▶ Texto de leitura
————————
Timbre

Voto

PROCESSO: 00058.032226/2020-66

RELATOR: ADRIANO PINTO DE MIRANDA

 

da competência

A Lei nº 11.182/2005, em seus artigos 8º e 11, estabelece a competência da ANAC para adotar as medidas necessárias para o atendimento do interesse público e para o desenvolvimento e o fomento da aviação civil, bem como a competência da Diretoria Colegiada para apreciar, em grau de recurso, as penalidades impostas pela ANAC. 

A Lei nº 11.182/2005, em seu art. 8º, incisos XVI e XXXV, combinado com o art. 64 da Lei nº 9.784/1999, estabelece a competência da Agência para fiscalizar as aeronaves civis, seus componentes, equipamentos e serviços de manutenção e decidir, em último grau de recurso, sobre as matérias de sua competência.

Adicionalmente, a Resolução nº 472/2018, em seu art. 46, delimita quando o recurso à Diretoria é cabível, quais sejam, nos casos de multa acima de R$ 100.000,00 (cem mil reais) ou na aplicação de sanções de cassação ou suspensão, como é o caso em tela.

Nesse sentido, fica evidente a competência da Diretoria Colegiada da Agência para apreciar o recurso administrativo em análise.

 

DA análise e fundamentação

Conforme exposto no Relatório[1], trata-se de recurso administrativo[2] protocolado pelo interessado em virtude de decisão conjunta de processos sancionadores autuados devido a supostas irregularidades nos registros da OS 015/18 e na Ficha de Peso e Balanceamento correspondente da aeronave PT-HDT.
————————
▶ O exercício
Reescreva em forma de lista o parágrafo do voto acima que começa com "Adicionalmente, a Resolução nº 472/2018", mantendo os fatos principais.
————————
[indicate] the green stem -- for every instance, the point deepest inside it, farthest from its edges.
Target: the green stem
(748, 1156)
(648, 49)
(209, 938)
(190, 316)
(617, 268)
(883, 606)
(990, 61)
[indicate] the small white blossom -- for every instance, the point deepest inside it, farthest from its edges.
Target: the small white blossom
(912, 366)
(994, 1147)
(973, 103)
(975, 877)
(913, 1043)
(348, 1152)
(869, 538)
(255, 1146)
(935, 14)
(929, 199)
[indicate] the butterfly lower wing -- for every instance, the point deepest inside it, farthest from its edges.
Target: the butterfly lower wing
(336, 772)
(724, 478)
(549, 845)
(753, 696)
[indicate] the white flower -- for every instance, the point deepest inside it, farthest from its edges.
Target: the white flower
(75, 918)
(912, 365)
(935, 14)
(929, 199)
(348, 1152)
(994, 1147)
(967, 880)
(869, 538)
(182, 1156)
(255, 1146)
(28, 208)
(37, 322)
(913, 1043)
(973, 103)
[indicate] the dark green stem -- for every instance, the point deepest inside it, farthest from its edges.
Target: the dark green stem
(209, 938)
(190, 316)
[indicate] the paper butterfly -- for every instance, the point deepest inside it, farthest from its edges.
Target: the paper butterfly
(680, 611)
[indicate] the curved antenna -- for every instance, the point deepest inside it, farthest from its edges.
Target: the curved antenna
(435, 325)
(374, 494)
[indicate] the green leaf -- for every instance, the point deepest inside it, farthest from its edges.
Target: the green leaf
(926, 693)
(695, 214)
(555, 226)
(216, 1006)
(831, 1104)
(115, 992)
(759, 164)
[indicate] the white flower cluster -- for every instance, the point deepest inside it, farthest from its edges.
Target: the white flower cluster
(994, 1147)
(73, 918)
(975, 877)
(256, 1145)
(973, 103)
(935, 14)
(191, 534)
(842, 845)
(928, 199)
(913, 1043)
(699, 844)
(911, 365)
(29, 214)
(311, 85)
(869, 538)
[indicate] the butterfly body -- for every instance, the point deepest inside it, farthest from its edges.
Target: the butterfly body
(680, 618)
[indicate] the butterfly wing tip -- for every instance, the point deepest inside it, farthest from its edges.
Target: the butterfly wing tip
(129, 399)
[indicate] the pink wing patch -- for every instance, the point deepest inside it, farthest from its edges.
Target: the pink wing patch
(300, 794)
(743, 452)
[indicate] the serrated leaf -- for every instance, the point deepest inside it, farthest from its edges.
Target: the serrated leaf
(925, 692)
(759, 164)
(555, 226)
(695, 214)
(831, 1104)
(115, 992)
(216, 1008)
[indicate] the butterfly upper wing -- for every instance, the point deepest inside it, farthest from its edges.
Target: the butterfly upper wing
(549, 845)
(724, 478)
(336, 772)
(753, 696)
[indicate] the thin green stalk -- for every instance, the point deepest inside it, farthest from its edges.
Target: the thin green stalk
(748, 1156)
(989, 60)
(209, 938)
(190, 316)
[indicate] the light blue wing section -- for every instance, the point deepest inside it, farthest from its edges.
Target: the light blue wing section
————————
▶ Resultado da tarefa
- Norma: art. 46 da Resolução nº 472/2018, que delimita quando cabe recurso à Diretoria.
- Primeira hipótese: multa acima de R$ 100.000,00 (cem mil reais).
- Segunda hipótese: aplicação de sanções de cassação ou suspensão.
- O caso em tela se enquadra nessas hipóteses.